Annotated coordinate lines:
-- begin --
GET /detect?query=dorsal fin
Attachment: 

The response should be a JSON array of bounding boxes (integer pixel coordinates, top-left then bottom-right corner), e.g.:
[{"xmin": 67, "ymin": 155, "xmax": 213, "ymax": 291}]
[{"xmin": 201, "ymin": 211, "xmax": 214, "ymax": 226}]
-- end --
GIVEN EXERCISE -
Copy the lines above word for word.

COMPLETED TASK -
GET /detect?query=dorsal fin
Attachment: 

The response should be a JSON array of bounding boxes (integer pixel coordinates, top-left then bottom-right corner), e.g.:
[{"xmin": 67, "ymin": 155, "xmax": 213, "ymax": 291}]
[{"xmin": 201, "ymin": 211, "xmax": 214, "ymax": 226}]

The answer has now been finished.